• _Given entries_:

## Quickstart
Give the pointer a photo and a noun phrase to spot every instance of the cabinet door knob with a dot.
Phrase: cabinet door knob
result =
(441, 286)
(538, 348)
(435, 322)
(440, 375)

• _Given instruction_: Rewrite the items above so that "cabinet door knob" is changed to "cupboard handle" wherever it appears, keeping every other part the same.

• _Result_:
## Quickstart
Give the pointer a photo and a noun phrase to spot every instance of the cupboard handle with a dot.
Phrase: cupboard handle
result =
(441, 286)
(538, 348)
(435, 322)
(440, 375)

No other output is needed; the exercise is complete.